TASKS FOR THIS EXERCISE:
A - In the Plaid Tidings review, update the passage starting at "Plaid Tidings = nostalgia" and ending at "the nostalgia quotient." by writing it out again with "chestnuts" changed to "classics".
B - According to the Plaid Tidings review, who named Forever Plaid as his favorite stage attraction?
C - Pick up the Plaid Tidings review from its last sentence and keep writing.

SELECTED EXTRACT:

-- START --

By • Dec 18th, 2009 • Category: Reviews

Plaid Tidings = nostalgia X 4. In other words, the current Little Theatre of Alexandria production is a veritable nostalgia four way.

First off, this comic musical revue is made up of mostly ’50s tunes, including “Hey There,” “Fever” and “Sh-Boom.” Then there’s the holiday angle, with ample representation from such chestnuts roasting by an open ’50s songbook as “Let It Snow,” “Mr. Santa” and “I’ll Be Home for Christmas.” Nothing like holiday standards to amp up the nostalgia quotient.

As befits such musical material, the show’s style is reminiscent of such ’50s guy groups as the Four Aces and the Four Freshmen. The Four Plaids are a (fictional) guy group cut down in their prime. Their literal demise occurred when the red convertible in which they were traveling was T-boned by a bus. On a more existential level, it should be noted that the bus was taking a group of teenage girls to see the Ed Sullivan Show on which the Beatles were to be presented to the American mass audience. As pop music history would have it, the Beatles and their ilk (abetted by Elvis and his ilk) mortally wounded the goody-goody icons of Eisenhower era entertainment.

And finally there’s the self-referential nostalgia of the Plaid phenomenon. The Plaids were first sighted in Forever Plaid, a 1990 show (named by George H.W. Bush as his favorite stage attraction). Forever Plaid ran and ran and ran in theaters all over America. The show’s begetter, Stuart Ross, naturally saw the need for a sequel. Thus Plaid Tidings. So the second Plaid revue touches nostalgic feelings about Plaid Mark I. While not a national box office bonanza on the order of Forever Plaid, the 2001 sequel has proved to be a sturdy standby for theaters in search of a holiday audience-getter.

-- END --

(Position annotation records)
-- START --

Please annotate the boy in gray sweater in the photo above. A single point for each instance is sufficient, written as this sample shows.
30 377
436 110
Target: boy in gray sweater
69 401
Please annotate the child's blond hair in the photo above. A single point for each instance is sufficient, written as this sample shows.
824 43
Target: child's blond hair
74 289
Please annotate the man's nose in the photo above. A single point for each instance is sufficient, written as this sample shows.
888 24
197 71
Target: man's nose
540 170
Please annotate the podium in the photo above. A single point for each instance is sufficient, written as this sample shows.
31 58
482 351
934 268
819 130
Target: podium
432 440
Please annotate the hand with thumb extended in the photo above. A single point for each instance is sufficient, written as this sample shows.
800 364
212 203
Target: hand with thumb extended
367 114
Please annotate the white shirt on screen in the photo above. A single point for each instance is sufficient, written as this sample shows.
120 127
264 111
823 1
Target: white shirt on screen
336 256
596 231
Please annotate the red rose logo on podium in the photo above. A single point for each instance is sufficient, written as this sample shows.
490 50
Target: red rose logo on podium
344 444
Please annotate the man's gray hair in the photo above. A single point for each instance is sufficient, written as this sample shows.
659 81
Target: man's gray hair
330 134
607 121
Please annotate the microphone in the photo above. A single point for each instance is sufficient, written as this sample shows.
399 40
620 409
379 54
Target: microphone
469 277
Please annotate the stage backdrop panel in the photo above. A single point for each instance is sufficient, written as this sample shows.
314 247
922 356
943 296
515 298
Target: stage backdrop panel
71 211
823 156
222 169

-- END --
-- START --

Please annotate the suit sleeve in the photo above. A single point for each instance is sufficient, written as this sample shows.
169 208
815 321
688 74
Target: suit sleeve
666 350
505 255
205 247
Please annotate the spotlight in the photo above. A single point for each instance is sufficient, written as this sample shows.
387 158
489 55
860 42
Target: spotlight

-- END --

ANSWERS IN ORDER:
A -
Plaid Tidings = nostalgia X 4. In other words, the current Little Theatre of Alexandria production is a veritable nostalgia four way.

First off, this comic musical revue is made up of mostly ’50s tunes, including “Hey There,” “Fever” and “Sh-Boom.” Then there’s the holiday angle, with ample representation from such classics roasting by an open ’50s songbook as “Let It Snow,” “Mr. Santa” and “I’ll Be Home for Christmas.” Nothing like holiday standards to amp up the nostalgia quotient.

B - George H.W. Bush

C -
Alexandria Little Theatre director Melissa Mock‘s production is sturdy enough. Her four singer/comics – Doug Sanford, Troy Miller, Matt Williams and Jim Carmalt — do right by the songs. Particularly welcome is Miller’s accordion accompaniment of a helter-skelter Ed Sullivan Show parody.

As will happen with music and comedy revues, Plaid Tidings is afflicted with a concept. There’s this convoluted rigmarole about the boys having a quest or something. But they don’t know what it is. Fellow dead ’50s pop star Rosemary Clooney sends them rhymed riddle/clues. Eventually they realize that their mission is to finally do on stage the TV holiday special that they had so longed to perform when they were alive.

Or something like that.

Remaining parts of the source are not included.